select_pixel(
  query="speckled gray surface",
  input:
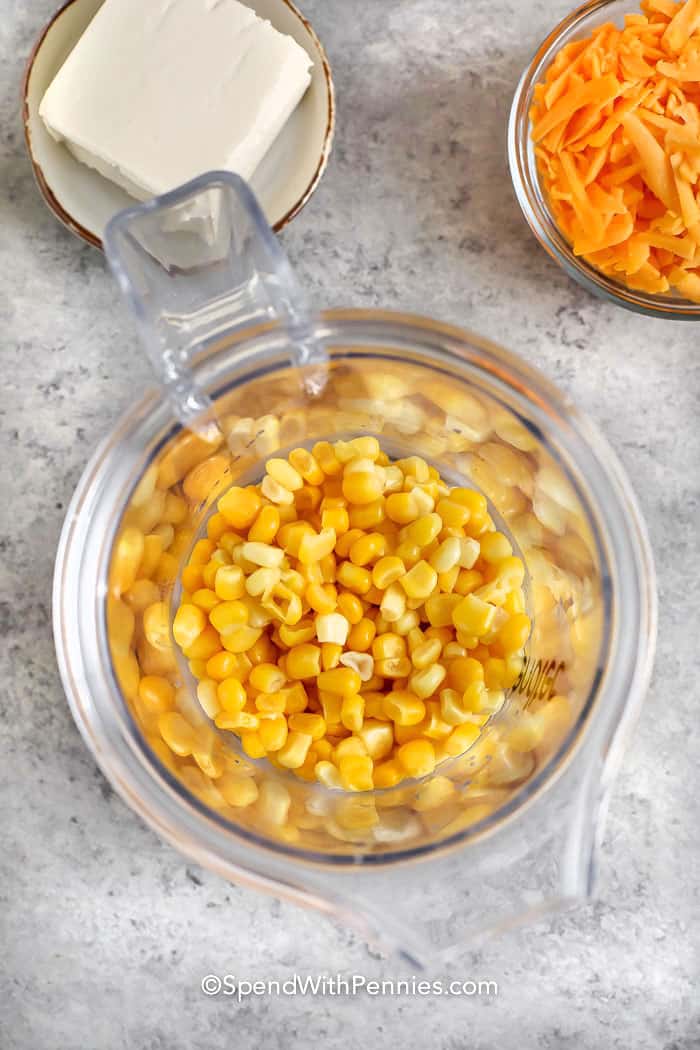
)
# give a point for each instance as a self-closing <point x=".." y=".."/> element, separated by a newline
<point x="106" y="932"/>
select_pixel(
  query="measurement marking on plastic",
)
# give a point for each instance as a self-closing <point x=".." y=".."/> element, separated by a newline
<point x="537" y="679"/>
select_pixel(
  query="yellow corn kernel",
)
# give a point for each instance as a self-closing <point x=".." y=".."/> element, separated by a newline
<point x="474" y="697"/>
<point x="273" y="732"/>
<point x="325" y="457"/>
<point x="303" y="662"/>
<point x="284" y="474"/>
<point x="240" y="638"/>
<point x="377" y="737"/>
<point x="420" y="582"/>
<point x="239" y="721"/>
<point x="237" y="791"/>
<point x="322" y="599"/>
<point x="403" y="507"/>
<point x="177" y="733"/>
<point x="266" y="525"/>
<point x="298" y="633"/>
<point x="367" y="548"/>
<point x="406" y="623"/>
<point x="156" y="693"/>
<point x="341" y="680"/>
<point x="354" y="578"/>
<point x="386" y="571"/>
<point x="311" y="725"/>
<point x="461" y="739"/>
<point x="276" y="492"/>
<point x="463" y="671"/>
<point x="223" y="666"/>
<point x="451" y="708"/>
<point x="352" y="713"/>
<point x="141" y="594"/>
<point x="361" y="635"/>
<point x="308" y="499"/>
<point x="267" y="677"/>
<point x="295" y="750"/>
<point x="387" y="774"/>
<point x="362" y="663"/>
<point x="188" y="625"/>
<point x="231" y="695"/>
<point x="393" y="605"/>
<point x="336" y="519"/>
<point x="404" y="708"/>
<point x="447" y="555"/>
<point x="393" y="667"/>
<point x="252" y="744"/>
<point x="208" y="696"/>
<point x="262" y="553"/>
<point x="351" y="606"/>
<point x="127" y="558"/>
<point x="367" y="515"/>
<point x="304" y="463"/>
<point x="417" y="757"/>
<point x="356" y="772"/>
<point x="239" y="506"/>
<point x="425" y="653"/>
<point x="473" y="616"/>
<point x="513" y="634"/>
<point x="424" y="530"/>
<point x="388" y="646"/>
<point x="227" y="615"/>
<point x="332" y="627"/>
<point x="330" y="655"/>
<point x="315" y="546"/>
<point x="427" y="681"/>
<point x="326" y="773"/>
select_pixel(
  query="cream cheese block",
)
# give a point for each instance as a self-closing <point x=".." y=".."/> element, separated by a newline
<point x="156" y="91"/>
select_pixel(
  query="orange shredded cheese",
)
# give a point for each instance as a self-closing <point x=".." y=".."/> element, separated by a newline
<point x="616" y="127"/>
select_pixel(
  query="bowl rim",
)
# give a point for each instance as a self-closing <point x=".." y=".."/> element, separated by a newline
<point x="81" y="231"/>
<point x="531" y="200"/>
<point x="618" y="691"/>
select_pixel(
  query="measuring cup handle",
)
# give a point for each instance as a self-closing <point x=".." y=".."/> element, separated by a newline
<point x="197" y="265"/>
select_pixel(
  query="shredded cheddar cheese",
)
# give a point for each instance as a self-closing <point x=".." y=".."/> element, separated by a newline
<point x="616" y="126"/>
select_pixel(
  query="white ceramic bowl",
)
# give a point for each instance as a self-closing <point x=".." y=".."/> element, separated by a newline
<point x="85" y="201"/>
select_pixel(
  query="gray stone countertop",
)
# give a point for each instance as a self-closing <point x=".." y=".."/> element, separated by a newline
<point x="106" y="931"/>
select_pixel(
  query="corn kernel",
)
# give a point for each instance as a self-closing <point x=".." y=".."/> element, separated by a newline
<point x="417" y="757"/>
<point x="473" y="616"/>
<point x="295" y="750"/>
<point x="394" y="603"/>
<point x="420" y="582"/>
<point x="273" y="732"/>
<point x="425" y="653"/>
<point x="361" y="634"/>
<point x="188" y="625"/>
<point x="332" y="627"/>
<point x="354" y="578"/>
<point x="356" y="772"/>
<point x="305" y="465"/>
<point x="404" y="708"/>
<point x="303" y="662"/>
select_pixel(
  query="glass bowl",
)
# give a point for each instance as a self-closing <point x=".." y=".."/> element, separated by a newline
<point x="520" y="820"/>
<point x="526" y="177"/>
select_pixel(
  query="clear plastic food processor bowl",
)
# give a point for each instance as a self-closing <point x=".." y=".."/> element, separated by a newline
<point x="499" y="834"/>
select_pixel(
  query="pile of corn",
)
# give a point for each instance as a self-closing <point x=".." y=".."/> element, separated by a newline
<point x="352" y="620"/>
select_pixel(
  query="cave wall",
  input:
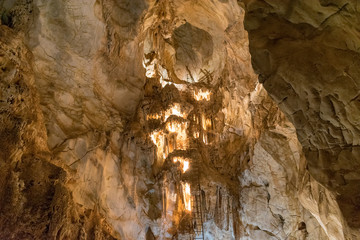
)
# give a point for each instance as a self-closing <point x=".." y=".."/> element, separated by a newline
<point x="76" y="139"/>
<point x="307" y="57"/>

+--

■ **Problem statement**:
Copy the records exactly. Skip the images.

■ **Written answer**:
select_pixel(
  query="speckled gray surface",
  input:
)
# give a point for each instance as a self-closing <point x=".." y=".."/> element, separated by a newline
<point x="106" y="932"/>
select_pixel(
  query="measurement marking on plastic",
)
# give a point for each instance as a self-closing <point x=".." y=".."/> element, separated by a newline
<point x="537" y="679"/>
select_pixel(
  query="yellow corn kernel",
)
# give a point for each instance as a self-closing <point x=".." y=".."/> element, separated by a newline
<point x="474" y="697"/>
<point x="273" y="732"/>
<point x="325" y="457"/>
<point x="303" y="662"/>
<point x="284" y="474"/>
<point x="240" y="638"/>
<point x="377" y="737"/>
<point x="420" y="582"/>
<point x="239" y="721"/>
<point x="237" y="791"/>
<point x="322" y="599"/>
<point x="403" y="507"/>
<point x="177" y="733"/>
<point x="266" y="525"/>
<point x="298" y="633"/>
<point x="367" y="548"/>
<point x="406" y="623"/>
<point x="156" y="693"/>
<point x="341" y="680"/>
<point x="354" y="578"/>
<point x="386" y="571"/>
<point x="311" y="725"/>
<point x="461" y="739"/>
<point x="276" y="492"/>
<point x="463" y="671"/>
<point x="223" y="666"/>
<point x="451" y="708"/>
<point x="352" y="713"/>
<point x="141" y="594"/>
<point x="361" y="635"/>
<point x="308" y="499"/>
<point x="267" y="677"/>
<point x="295" y="750"/>
<point x="387" y="774"/>
<point x="362" y="663"/>
<point x="188" y="625"/>
<point x="231" y="695"/>
<point x="393" y="605"/>
<point x="336" y="519"/>
<point x="404" y="708"/>
<point x="447" y="555"/>
<point x="393" y="667"/>
<point x="252" y="744"/>
<point x="208" y="696"/>
<point x="262" y="553"/>
<point x="351" y="606"/>
<point x="127" y="558"/>
<point x="367" y="515"/>
<point x="304" y="463"/>
<point x="417" y="757"/>
<point x="356" y="772"/>
<point x="239" y="506"/>
<point x="425" y="653"/>
<point x="473" y="616"/>
<point x="513" y="634"/>
<point x="424" y="530"/>
<point x="388" y="646"/>
<point x="227" y="615"/>
<point x="332" y="627"/>
<point x="330" y="655"/>
<point x="315" y="546"/>
<point x="427" y="681"/>
<point x="326" y="773"/>
select_pixel(
  query="cream cheese block",
)
# give a point for each instance as a self-closing <point x=".." y=".."/> element, separated by a newline
<point x="156" y="91"/>
select_pixel(
  query="orange shredded cheese",
)
# give a point for each instance as a self-closing <point x=".." y=".."/> element, separated by a newline
<point x="616" y="127"/>
select_pixel(
  query="bowl rim",
)
# give a point for each instance as a self-closing <point x=".." y=".."/> element, separated by a newline
<point x="81" y="231"/>
<point x="531" y="200"/>
<point x="618" y="691"/>
select_pixel(
  query="measuring cup handle",
)
# give a point for each instance as a self-closing <point x=".." y=".."/> element, separated by a newline
<point x="197" y="265"/>
select_pixel(
  query="shredded cheddar cheese",
)
# give a point for each instance as a self-closing <point x=".." y=".."/> element, separated by a newline
<point x="616" y="126"/>
select_pixel(
  query="white ceramic bowl",
)
# give a point for each instance as a self-closing <point x=".." y=".."/> element, separated by a newline
<point x="85" y="201"/>
select_pixel(
  query="gray stone countertop",
)
# give a point for each instance as a self-closing <point x=".." y=".."/> element, separated by a newline
<point x="106" y="931"/>
select_pixel(
  query="corn kernel",
)
# give a point for each instance as a self-closing <point x=".." y=".."/> element, separated by a newline
<point x="417" y="757"/>
<point x="473" y="616"/>
<point x="295" y="750"/>
<point x="394" y="603"/>
<point x="420" y="582"/>
<point x="273" y="732"/>
<point x="425" y="653"/>
<point x="361" y="634"/>
<point x="188" y="625"/>
<point x="332" y="627"/>
<point x="354" y="578"/>
<point x="356" y="772"/>
<point x="305" y="465"/>
<point x="404" y="708"/>
<point x="303" y="662"/>
select_pixel(
  query="glass bowl",
)
# give a point for each instance as a self-closing <point x=".." y=".."/> element, separated by a newline
<point x="520" y="820"/>
<point x="526" y="177"/>
select_pixel(
  query="clear plastic food processor bowl",
)
# give a point for each instance as a self-closing <point x=".." y=".."/> element, separated by a newline
<point x="499" y="834"/>
select_pixel(
  query="pile of corn",
)
# give a point for each instance as a self-closing <point x=".." y=".."/> element, separated by a newline
<point x="352" y="620"/>
select_pixel(
  query="cave wall",
  input:
)
# give a point for each instance as a self-closing <point x=".." y=".."/> element, separated by a newline
<point x="76" y="139"/>
<point x="307" y="57"/>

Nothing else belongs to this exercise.